Copy the listing below word for word, starting at the line containing "dark suit in" and continuing through the final line of the listing, both ends included.

[start]

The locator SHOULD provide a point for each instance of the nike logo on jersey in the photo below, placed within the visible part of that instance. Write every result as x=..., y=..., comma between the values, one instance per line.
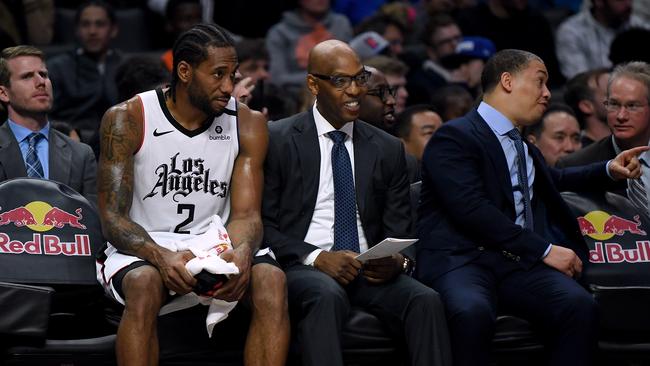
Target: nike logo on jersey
x=156, y=133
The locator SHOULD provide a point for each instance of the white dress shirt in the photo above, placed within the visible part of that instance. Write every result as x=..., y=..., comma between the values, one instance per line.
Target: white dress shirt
x=321, y=228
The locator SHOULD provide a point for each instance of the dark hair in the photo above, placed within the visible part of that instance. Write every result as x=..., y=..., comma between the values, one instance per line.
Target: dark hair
x=110, y=12
x=192, y=47
x=509, y=60
x=578, y=89
x=137, y=74
x=403, y=120
x=387, y=65
x=537, y=129
x=251, y=49
x=13, y=52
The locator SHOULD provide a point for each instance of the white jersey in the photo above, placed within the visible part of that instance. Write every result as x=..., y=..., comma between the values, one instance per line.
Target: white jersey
x=182, y=178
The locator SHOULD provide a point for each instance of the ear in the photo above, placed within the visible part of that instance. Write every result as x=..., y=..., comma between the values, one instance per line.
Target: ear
x=4, y=94
x=531, y=138
x=184, y=71
x=586, y=106
x=506, y=81
x=312, y=84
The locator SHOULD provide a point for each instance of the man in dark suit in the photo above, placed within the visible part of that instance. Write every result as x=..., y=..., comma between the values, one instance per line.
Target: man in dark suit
x=29, y=147
x=493, y=227
x=334, y=186
x=629, y=86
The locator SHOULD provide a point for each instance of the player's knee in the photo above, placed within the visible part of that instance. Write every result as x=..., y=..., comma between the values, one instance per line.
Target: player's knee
x=269, y=287
x=143, y=289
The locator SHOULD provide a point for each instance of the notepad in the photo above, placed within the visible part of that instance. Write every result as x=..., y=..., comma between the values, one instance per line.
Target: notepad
x=386, y=248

[end]

Answer to the task:
The locator SHOULD provide a point for each instance of the man in dark suit in the photo above, placed within the visible part of that instance. Write every result as x=..., y=..., comma between the values, one instance per line.
Target: man in dark suit
x=29, y=147
x=493, y=227
x=334, y=186
x=629, y=86
The locator SHOULD provide a point for each instance of the player's knee in the photo above, placed within the visible part of that instance. Write every result as x=..., y=..., comma between the values, one instance per line.
Target: player's knee
x=269, y=287
x=143, y=289
The locator SHOULD provide a point for each instance of the notepad in the photo above, placed within the visible part of that instance. Write every result as x=..., y=..., comma between the values, one instance per line.
Target: notepad
x=386, y=248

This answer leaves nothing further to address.